#### GIVEN PROBLEM A:
In the power-scaling post, swap "dilemmas" for "concerns" and write out the passage from "I understand where" through "an actual average?".

#### TEXT SEGMENT:
>> start
And on the inconsistency note, then when do we start counting who's more powerful? If a character who could only blow up moons came onto the scene and repeatedly ragdolled Hal, would he then scale above a big bang, or would it not count because of Kyle containing a big bang? If your first thought at a character losing is that it's pis because of his highest feat ever, then you're reading comics wrong.
I understand where Sensei is coming from as most of it mirrors my own dilemmas with shoving DB characters into some arbitrary level with definable limits at both ends, but at the same time do we believe 0.01 percent of showings define a character or do we believe you can approximate some sort of level based on an actual average?
As for scaling, yes it might be gay, and yes those characters who turn into George Floyd in space probably won't be causing cosmic chaos, but it's not needed. They never have to destroy a planet again since they've shown they can do it early, and it's established by the same guy.
I've had my issues with collateral damage in the past, but some things just can't spread their energy out in a wide enough radius. That doesn't mean the focal point of the attack would be less however. An example of this is the UN vs IG. This example is seen many times in DB in the form of Vegeta's sacrifice being the most powerful attack up to that point in DB but only causing a kilometer at best of damage. Kid Buu's attack being completely undeflectable to SS Goku and Vegeta but only being contained to the area around Earth, whereas Frieza can casually kick away a Vegeta attack with enough power to destroy Namek. Hell Frieza destroying Planet Vegeta was bigger than the Kid Buu attack in every way but he's still thousands of times weaker.
>> end
#### GIVEN PROBLEM B:
Return the lines of the dataset listing from the line containing "For every instance of the black shorts" through the line containing "(499, 1133)", unchanged.

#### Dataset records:
>> start
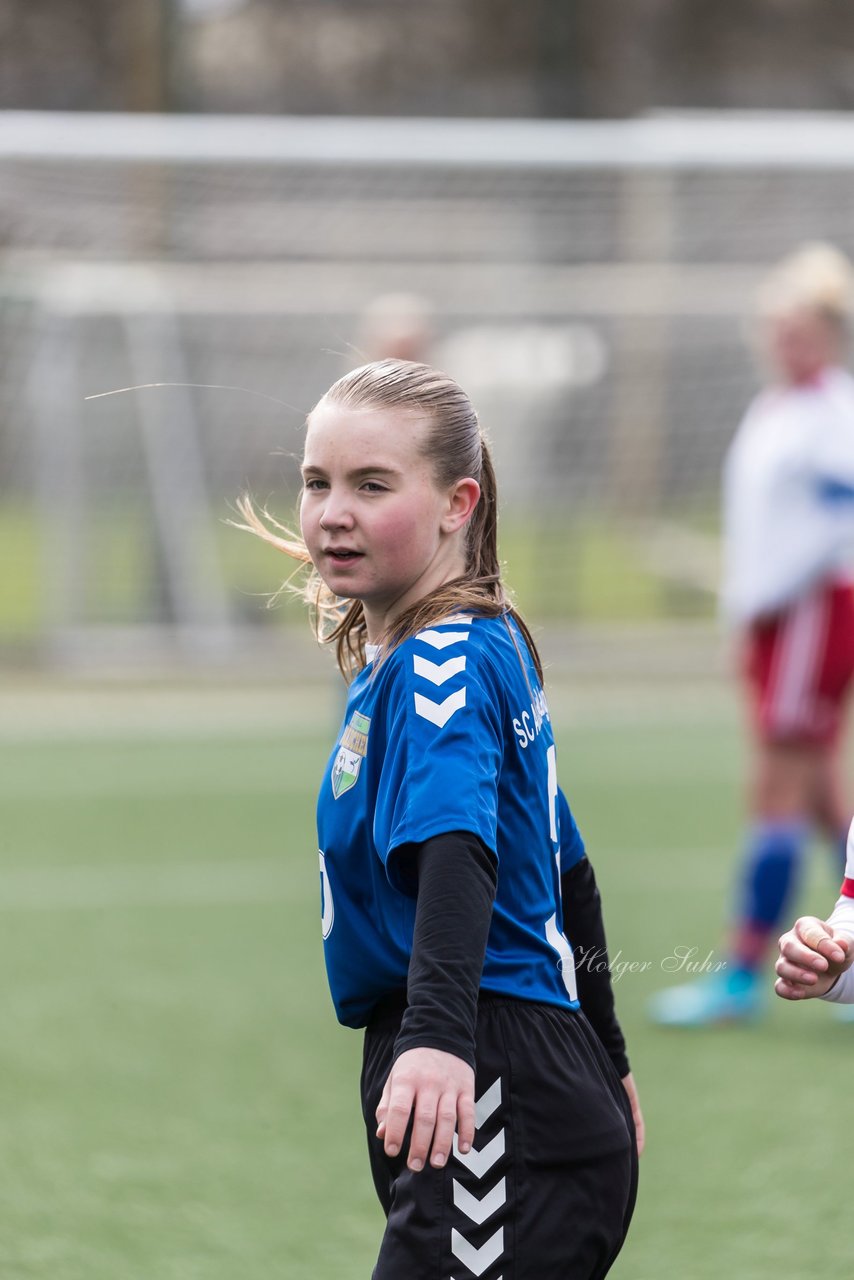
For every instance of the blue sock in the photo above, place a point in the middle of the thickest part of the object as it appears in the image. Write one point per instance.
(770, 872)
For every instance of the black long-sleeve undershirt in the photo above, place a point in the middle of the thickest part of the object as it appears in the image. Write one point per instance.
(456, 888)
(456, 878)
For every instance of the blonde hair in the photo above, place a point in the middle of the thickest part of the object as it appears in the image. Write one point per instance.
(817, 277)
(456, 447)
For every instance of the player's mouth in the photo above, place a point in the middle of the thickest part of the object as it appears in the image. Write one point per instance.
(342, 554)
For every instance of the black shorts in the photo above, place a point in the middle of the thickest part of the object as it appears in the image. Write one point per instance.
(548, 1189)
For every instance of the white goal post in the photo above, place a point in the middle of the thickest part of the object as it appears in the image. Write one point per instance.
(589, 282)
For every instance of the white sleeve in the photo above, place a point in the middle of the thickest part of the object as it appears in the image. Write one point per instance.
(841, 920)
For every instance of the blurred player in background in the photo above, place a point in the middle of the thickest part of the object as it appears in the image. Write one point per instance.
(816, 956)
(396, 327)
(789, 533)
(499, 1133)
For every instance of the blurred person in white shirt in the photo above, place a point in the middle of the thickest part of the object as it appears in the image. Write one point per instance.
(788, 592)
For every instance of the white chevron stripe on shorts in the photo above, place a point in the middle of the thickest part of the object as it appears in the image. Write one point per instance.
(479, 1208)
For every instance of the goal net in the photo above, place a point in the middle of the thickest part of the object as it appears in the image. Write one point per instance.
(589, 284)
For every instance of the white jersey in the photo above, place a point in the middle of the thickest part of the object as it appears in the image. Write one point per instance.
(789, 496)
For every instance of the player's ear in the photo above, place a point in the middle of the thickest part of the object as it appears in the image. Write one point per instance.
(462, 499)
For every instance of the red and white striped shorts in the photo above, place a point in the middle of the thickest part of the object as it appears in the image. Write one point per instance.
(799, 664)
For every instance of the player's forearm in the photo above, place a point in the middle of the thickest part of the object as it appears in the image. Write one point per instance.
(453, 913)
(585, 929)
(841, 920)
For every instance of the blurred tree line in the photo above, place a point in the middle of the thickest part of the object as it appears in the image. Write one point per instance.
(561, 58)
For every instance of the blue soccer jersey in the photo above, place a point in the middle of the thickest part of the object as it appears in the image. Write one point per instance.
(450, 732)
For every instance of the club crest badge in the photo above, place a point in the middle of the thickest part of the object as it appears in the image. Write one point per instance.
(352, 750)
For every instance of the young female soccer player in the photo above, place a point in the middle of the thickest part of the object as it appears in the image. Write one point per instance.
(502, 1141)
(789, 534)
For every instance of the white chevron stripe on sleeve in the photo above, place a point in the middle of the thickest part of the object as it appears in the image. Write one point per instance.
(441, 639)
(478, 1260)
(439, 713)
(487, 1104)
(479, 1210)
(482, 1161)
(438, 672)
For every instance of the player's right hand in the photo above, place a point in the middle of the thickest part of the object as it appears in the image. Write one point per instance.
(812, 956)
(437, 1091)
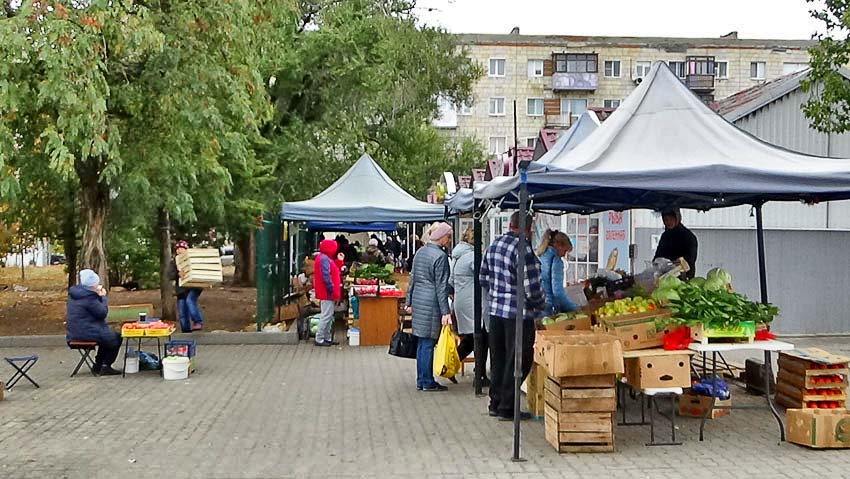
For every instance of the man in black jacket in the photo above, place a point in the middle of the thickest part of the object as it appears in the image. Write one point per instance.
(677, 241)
>> end
>> start
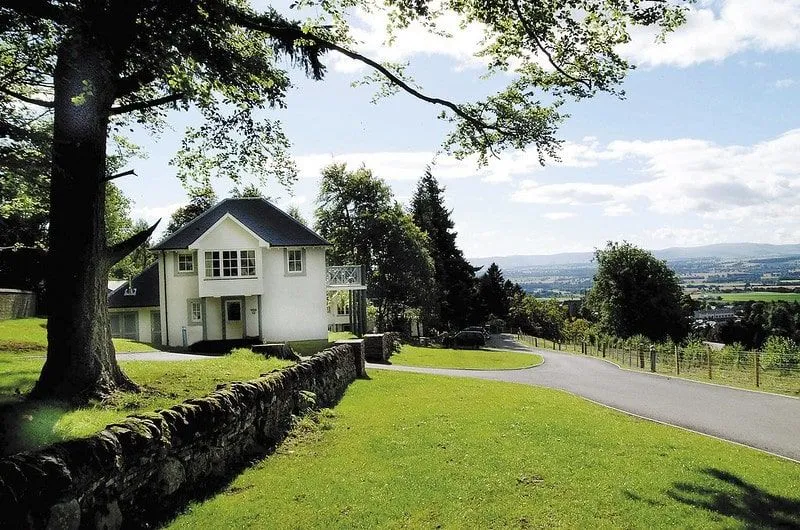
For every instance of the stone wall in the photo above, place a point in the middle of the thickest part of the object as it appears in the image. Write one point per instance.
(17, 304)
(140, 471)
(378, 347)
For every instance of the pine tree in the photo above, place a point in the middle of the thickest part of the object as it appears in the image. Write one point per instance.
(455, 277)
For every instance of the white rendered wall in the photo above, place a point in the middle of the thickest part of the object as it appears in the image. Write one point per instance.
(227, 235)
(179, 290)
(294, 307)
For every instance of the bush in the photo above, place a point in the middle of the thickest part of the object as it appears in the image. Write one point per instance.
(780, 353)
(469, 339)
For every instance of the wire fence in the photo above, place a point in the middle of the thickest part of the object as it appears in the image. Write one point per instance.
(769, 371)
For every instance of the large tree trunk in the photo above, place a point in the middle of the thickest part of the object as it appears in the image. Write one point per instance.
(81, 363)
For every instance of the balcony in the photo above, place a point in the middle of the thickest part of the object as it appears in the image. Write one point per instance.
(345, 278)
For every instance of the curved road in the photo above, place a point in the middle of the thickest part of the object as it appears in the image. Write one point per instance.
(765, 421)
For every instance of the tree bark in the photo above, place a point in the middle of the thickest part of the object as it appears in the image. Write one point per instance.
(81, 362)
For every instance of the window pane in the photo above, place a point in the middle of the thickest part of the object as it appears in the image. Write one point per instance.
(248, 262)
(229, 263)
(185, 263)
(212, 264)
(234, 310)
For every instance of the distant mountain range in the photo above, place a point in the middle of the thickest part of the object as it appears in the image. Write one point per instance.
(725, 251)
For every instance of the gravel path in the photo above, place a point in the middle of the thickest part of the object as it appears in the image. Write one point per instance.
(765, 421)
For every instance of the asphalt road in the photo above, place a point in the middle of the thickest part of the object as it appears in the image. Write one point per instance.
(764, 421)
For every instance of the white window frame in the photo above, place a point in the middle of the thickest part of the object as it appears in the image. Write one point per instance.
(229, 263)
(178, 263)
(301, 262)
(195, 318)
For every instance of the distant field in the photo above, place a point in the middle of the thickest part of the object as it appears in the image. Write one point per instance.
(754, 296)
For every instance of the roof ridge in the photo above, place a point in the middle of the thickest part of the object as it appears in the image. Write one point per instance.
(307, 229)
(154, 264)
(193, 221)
>> end
>> start
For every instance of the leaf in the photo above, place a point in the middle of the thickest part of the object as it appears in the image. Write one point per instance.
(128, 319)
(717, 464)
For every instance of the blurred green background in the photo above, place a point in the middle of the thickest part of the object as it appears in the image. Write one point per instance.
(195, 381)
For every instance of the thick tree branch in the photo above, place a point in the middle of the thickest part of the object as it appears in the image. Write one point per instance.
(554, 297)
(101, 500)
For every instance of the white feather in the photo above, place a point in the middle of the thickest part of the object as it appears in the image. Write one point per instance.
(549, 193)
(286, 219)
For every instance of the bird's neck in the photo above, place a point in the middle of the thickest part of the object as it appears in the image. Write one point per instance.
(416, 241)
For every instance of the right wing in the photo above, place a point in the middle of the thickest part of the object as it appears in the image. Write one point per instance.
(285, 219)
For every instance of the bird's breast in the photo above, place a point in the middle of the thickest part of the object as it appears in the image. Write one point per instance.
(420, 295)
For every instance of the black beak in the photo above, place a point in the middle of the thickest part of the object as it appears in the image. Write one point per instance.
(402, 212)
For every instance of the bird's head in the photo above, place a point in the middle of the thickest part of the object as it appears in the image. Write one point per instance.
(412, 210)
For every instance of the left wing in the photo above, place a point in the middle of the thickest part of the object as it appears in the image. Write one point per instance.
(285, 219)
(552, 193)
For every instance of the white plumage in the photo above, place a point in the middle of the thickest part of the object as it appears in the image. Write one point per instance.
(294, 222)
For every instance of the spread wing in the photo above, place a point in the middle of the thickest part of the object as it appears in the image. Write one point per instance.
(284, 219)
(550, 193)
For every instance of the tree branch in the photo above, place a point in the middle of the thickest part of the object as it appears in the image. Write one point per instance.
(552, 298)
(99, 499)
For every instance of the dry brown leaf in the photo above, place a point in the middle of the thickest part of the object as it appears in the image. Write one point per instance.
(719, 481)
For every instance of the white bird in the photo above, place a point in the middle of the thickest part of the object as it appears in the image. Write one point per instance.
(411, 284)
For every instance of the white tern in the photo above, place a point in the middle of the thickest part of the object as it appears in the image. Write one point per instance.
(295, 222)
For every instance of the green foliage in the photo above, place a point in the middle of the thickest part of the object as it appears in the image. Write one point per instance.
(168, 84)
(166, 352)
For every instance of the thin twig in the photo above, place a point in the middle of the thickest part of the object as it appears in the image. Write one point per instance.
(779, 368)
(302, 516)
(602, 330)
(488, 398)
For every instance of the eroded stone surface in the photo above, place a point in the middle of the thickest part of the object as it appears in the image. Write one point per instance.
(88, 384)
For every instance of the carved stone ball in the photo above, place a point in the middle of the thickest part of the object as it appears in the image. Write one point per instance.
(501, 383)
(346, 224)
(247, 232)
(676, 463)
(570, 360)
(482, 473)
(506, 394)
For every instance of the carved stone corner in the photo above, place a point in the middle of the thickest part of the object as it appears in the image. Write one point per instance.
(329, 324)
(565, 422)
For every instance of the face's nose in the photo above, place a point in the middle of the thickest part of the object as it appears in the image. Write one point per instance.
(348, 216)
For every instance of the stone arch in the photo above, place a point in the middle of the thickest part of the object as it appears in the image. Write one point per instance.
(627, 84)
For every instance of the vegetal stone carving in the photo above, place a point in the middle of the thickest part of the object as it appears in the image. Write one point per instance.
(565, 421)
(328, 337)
>> end
#### PROBLEM SOLUTION A:
I understand where Sensei is coming from as most of it mirrors my own concerns with shoving DB characters into some arbitrary level with definable limits at both ends, but at the same time do we believe 0.01 percent of showings define a character or do we believe you can approximate some sort of level based on an actual average?

#### PROBLEM SOLUTION B:
For every instance of the black shorts in the photo above, place a point in the middle of the thickest part of the object as it appears in the image. Write one point per instance.
(548, 1189)
For every instance of the white goal post in the photo above, place a point in the middle of the thickest part of the object as it appears in the image. Write one point per instance.
(589, 282)
For every instance of the white sleeve in the photo above, place a point in the middle of the thickest part of the object as it appears in the image. Write one point per instance.
(841, 920)
For every instance of the blurred player in background in the photo above, place a point in the middle of the thickest part of the object as it appears in the image. Write one point per instance.
(816, 956)
(396, 327)
(789, 533)
(499, 1133)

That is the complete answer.